So says The New Business Barometer, claimed to be the most comprehensive study of agency new business, backed by the IPA, PRCA, and the Alliance of Independent Agencies.
Published by specialist new business consultancy jfdi and strategic insight agency Opinium, the report draws on responses from 254 agency business development practitioners nationwide, across 18 disciplines.
It shows that large agencies report a 58% increase in their marketing budgets to £257,000, while medium agencies have invested +36% at £140,000. However, small agency investment is down by 19%.
Meanwhile, new business opportunities are also up, large agencies report +40% year on year, with 82 opportunities in 2025 compared to 48 in 2023, while medium agencies saw a 27% year on year rise, with 57 opportunities in 2025 up from 35 in 2023.
The report also reveals that commercial impact is overtaking creativity and matching chemistry as the real pitch driver.
Clients now demand proof of relevance, capability, and tangible results and agencies are responding. For top pitch winners, the key has been relevant expertise (77%, +5pp), and good client chemistry (72%, -2pp), while the fastest-growing factor is now meeting commercial objectives (61%, +7pp).
Even so, overall, budgets are down around 30% on 2024. Large agencies report a 30% drop, medium 26%, small 29%. Agencies are taking practical steps to manage cost of sale amid a long-term trend of lower pitch conversion.
In particular, agencies are now refining strategies to play to their strengths, focusing resources where they deliver the biggest impact.
In fact, some 71% of large agencies use intermediaries as a top prospecting strategy, while medium agencies focus primarily on management networks (80%), followed by marketing sales engagement (67%). Small agencies use personal networks (76%), client referrals (57%), and marketing as sales engagement (55%).
----
:: Work order 1 ::
Copy the part of the agency new business passage starting with "Meanwhile, new business" and going on through "real pitch driver.".
:: Work order 2 ::
Decide whether each statement agrees with the agency new business passage, answering yes or no and quoting the words that settle it: (a) The report is based on responses from 254 agency business development practitioners across 18 disciplines. (b) Small agencies increased their marketing investment. (c) 71% of medium agencies use intermediaries as a top prospecting strategy.
:: Work order 3 ::
Write the next part of the agency new business passage, picking up after its final sentence.

Stored data entries
----
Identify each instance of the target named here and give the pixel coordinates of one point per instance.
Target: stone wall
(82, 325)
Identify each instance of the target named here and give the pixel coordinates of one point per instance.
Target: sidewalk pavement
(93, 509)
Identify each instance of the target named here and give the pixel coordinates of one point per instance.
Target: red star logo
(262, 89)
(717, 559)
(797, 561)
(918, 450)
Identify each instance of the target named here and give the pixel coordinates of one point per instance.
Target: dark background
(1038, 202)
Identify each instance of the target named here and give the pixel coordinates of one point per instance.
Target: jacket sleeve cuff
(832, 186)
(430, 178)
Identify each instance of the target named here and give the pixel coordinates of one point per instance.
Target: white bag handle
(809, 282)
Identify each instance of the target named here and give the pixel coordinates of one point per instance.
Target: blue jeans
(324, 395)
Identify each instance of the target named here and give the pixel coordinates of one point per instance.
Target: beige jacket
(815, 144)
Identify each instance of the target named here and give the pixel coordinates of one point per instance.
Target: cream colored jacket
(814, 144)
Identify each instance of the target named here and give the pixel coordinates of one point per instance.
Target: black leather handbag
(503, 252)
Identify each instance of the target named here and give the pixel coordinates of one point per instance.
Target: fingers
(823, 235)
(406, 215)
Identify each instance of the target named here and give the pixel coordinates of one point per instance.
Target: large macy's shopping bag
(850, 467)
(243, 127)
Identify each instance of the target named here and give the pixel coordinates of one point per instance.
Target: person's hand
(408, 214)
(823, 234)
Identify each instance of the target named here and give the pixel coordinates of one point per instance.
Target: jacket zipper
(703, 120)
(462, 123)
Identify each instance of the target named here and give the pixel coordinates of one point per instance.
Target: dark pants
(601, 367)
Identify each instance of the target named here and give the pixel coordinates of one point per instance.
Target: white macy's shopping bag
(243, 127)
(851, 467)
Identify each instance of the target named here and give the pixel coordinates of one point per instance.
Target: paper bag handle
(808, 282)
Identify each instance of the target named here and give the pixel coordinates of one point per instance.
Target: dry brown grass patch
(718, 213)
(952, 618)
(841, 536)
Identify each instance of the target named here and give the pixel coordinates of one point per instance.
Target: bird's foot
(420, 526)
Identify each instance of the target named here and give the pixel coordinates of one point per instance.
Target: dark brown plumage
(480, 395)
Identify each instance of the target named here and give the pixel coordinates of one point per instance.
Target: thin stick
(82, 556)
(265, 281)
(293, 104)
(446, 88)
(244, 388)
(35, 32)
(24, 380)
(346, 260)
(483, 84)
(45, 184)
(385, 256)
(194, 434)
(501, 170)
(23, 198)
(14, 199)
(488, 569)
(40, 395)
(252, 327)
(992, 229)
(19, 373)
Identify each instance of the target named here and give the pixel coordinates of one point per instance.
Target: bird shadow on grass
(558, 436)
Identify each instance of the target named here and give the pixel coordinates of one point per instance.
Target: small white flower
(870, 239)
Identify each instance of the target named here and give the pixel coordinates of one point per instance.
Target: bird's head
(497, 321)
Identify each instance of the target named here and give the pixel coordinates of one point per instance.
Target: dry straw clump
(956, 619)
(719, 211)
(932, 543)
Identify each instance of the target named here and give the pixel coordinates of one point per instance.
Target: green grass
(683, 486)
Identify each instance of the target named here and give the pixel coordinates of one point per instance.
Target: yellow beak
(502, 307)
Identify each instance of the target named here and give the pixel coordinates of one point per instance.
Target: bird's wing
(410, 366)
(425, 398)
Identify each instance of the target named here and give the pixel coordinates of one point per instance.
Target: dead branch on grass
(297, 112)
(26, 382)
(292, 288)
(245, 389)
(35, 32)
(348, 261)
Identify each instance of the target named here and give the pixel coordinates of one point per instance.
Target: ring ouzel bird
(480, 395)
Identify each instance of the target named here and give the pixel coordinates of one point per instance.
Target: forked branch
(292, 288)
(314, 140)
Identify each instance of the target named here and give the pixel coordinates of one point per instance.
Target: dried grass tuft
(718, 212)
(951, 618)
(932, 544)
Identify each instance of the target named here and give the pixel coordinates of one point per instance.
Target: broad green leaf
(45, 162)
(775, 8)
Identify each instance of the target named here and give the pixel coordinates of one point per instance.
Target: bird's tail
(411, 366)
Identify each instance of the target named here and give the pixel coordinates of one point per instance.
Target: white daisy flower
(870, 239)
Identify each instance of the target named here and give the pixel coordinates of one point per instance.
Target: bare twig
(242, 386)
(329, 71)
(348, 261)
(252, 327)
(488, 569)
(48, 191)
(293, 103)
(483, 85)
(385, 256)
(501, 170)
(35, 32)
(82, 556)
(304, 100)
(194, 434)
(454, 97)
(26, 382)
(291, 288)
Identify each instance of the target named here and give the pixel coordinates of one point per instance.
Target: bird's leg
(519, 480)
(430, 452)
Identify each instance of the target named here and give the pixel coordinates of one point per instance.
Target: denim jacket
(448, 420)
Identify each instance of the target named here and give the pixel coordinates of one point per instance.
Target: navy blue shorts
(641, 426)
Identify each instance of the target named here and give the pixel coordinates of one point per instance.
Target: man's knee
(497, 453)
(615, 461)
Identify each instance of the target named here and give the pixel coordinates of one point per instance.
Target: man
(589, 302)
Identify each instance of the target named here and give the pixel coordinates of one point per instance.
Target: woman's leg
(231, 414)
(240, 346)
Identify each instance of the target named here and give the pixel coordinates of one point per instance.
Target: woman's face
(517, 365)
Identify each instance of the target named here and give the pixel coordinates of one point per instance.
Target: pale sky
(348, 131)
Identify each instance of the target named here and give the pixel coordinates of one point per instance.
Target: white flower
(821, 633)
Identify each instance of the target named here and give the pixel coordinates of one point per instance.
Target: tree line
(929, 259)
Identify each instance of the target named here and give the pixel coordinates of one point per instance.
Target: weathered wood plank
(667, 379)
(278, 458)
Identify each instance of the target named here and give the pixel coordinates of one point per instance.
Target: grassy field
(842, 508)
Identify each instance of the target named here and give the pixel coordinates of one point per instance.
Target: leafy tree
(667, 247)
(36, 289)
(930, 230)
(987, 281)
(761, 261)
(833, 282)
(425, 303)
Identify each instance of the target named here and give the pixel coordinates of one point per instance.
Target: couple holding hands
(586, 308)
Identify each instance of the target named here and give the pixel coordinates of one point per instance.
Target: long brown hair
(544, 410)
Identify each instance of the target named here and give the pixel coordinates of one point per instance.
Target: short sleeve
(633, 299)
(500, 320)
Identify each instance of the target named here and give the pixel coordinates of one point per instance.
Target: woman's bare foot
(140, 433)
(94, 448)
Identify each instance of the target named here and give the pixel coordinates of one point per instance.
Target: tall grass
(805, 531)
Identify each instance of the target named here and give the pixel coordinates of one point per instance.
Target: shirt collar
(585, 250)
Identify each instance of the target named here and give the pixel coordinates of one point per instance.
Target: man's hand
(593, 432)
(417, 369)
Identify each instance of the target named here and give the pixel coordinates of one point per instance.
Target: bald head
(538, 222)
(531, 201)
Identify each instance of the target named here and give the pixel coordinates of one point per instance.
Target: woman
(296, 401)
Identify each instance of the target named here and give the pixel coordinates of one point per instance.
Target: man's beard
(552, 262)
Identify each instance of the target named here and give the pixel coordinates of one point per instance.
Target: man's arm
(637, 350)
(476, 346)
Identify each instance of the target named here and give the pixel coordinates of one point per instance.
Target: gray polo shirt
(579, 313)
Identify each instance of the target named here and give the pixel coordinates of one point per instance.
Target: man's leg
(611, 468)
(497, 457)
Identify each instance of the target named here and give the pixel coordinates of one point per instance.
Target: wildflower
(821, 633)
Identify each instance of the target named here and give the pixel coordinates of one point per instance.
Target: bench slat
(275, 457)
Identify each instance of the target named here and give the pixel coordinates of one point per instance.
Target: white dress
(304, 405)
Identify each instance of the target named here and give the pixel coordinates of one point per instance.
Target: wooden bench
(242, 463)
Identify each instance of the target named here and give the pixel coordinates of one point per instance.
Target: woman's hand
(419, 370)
----
:: Answer space 1 ::
Meanwhile, new business opportunities are also up, large agencies report +40% year on year, with 82 opportunities in 2025 compared to 48 in 2023, while medium agencies saw a 27% year on year rise, with 57 opportunities in 2025 up from 35 in 2023.
The report also reveals that commercial impact is overtaking creativity and matching chemistry as the real pitch driver.

:: Answer space 2 ::
(a) Yes: "the report draws on responses from 254 agency business development practitioners nationwide, across 18 disciplines"
(b) No: "small agency investment is down by 19%"
(c) No: "some 71% of large agencies use intermediaries as a top prospecting strategy, while medium agencies focus primarily on management networks (80%)"

:: Answer space 3 ::
jfdi chief executive Camilla Honey said: “This year’s Barometer marks a turning point. Creativity and chemistry still matter but are no longer enough. Agencies are assessed far more rigorously on relevance and commercial impact.
“New business is less about volume and visibility, and more about strategic precision: choosing the right opportunities, building credible proof, and protecting profit.”
The impact of economic uncertainty is also rising; concerns over the outlook jumped 12pp to 39% the second-highest reason for losing a pitch. Client behaviour remains a top challenge: budget withdrawals top the list at 44% (-1pp), followed by rarely receiving detailed feedback at 30% (-5pp). Economic headwinds and client behaviour are set to shape agency new business this year.
Across the board, agencies say keeping projects profitable is their biggest challenge: 58% of small, 59% of medium, and 64% of large agencies report it is more difficult than last year. Across all sizes, this challenge now outranks creating opportunities, investing in new business, or converting pitches.
Pricing is under growing scrutiny, and in a competitive market, often traded just to win.
In addition. filling the pipeline is becoming harder: 63% of small agencies, 43% of medium, and 39% of large say creating opportunities is more difficult than last year.
And, across sizes, over half of agencies now prioritise generating opportunities over converting pitches or growing clients although the pursuit of more opportunities is in itself putting more pressure on the pipeline.
Finally, like it or loathe it, AI is now firmly on the new business agenda, even though it is early days. Agencies are experimenting, testing tools, and hunting for advantage, without a playbook.
ChatGPT (72%) continues to dominate the market, followed by Gemini (34%), Perplexity (22%), and CoPilot (18%), alongside tools like Firefly, Claude, Google Labs, Midjourney, Runway, Surfe, Dripify, and proprietary platforms.
The report shows small agencies use AI for speed, research, and pitch prep; medium agencies focus on processes and proprietary tools; large agencies scale research, qualify opportunities, and automate pitches with their own platforms.
Yet one in four agencies has yet to join the race, leaving room for latecomers to catch up.
BBD Perfect Storm founder Jason Foo, who recently took up the additional role of chairman of St Lukes, said: “Growth today isn’t about doing more of the same. It’s about being braver, acting smarter and doing more joined-up work.
“As client expectations continue to rise, new business has become both a strategic discipline and a creative craft. The New Business Barometer gives our industry a genuinely useful mirror: where we’re strong, where we need to sharpen, and where the biggest opportunities lie.”